◆ Source extract:
::::::::
But if you remove the inlet, how is there flow in your domain?

Also, do you simulate a model aircraft in a wind tunnel? Why is there an inlet connected to a wall in your configuration? Do you have a picture of your geometry, with inlet, outlet, freestream, wall, .. boundary conditions shown?

If you only have high y+-values where the inlet meets the wall, this might be due to either the mesh quality or because your boundary conditions are discontinuous near the wall. If you inspect the solution at this point, do you also see very large changes in velocity, turbulent kinetic energy, turbulence dissipation?

[giovanni.medici]

Maybe the inlet is simulating the engine exhaust?

[Orangade]

Quote:

Originally Posted by bigfootedrockmidget

But if you remove the inlet, how is there flow in your domain?

Also, do you simulate a model aircraft in a wind tunnel? Why is there an inlet connected to a wall in your configuration? Do you have a picture of your geometry, with inlet, outlet, freestream, wall, .. boundary conditions shown?

If you only have high y+-values where the inlet meets the wall, this might be due to either the mesh quality or because your boundary conditions are discontinuous near the wall. If you inspect the solution at this point, do you also see very large changes in velocity, turbulent kinetic energy, turbulence dissipation?

Thank you for your reply. I sumbitted a photo of a generic aircraft (since I cannot share my specific configuration) with the boundary conditions marked. I apply standard wall function to all zero heatflux walls. The mesh was created to match yplus of 50. The farfield wall is set as the outer faces of a large box containing the aircraft. Also, I added the input file I am using. It's an external flow problem of an aircraft in high transonic flow, where I need to apply an inlet condition to the inlet section simulate the effect of air suction into the engine inlet.
When the area marked as "Inlet Wall" has zero heatflux boundary condition, yplus values are small and there are no convergence issues. When I apply inlet total conditions boundary conditions then I get convergence issues and high yplus values in the contour that connects the noslip wall boundary condition area and the inlet boundary condition. Therefore I assume my mesh quality is sufficient and the issue is the inlet boundary condition implementation. Maybe my selection of the proper boundary condition was wrong?
I can't seem to find any abnormal changes of velocity/Mach/pressure contours when inspecting the solution. I am adding tke and turbulence dissipation to the outputs and I will check them as well.
::::::::
◆ Entries provided:
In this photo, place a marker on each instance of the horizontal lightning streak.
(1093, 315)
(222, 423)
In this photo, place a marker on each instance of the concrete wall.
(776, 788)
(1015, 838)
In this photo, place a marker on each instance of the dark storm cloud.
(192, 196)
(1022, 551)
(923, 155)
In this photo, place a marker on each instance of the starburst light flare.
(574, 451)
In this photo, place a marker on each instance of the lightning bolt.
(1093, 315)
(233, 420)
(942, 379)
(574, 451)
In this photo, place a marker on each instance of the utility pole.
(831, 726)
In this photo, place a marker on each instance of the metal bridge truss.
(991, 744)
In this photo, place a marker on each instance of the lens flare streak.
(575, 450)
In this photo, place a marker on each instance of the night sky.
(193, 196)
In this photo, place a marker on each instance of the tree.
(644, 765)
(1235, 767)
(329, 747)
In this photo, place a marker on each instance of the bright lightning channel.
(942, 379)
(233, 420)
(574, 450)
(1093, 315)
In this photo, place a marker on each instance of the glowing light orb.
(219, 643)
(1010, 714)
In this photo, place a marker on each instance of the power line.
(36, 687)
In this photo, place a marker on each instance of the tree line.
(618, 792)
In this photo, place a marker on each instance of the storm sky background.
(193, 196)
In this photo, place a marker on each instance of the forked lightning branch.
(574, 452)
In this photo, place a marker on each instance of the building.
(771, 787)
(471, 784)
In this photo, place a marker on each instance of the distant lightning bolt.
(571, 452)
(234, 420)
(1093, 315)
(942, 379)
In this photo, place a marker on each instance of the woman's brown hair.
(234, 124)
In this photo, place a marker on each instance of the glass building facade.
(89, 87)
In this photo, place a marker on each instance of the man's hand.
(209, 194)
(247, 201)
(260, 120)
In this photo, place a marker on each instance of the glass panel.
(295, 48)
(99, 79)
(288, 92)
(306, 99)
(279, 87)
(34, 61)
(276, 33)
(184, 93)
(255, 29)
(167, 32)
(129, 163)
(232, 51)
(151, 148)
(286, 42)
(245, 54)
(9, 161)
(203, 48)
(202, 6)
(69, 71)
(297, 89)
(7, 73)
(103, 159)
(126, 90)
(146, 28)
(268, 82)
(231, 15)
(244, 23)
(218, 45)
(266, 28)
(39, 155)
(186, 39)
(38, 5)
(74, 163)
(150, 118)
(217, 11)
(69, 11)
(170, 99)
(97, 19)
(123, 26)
::::::::
◆ Exercise details: Reproduce the inlet boundary condition thread word for word from "When the area" to "them as well.". Rely only on the inlet boundary condition thread and nothing else.

◆ Solution to this problem:
When the area marked as "Inlet Wall" has zero heatflux boundary condition, yplus values are small and there are no convergence issues. When I apply inlet total conditions boundary conditions then I get convergence issues and high yplus values in the contour that connects the noslip wall boundary condition area and the inlet boundary condition. Therefore I assume my mesh quality is sufficient and the issue is the inlet boundary condition implementation. Maybe my selection of the proper boundary condition was wrong?
I can't seem to find any abnormal changes of velocity/Mach/pressure contours when inspecting the solution. I am adding tke and turbulence dissipation to the outputs and I will check them as well.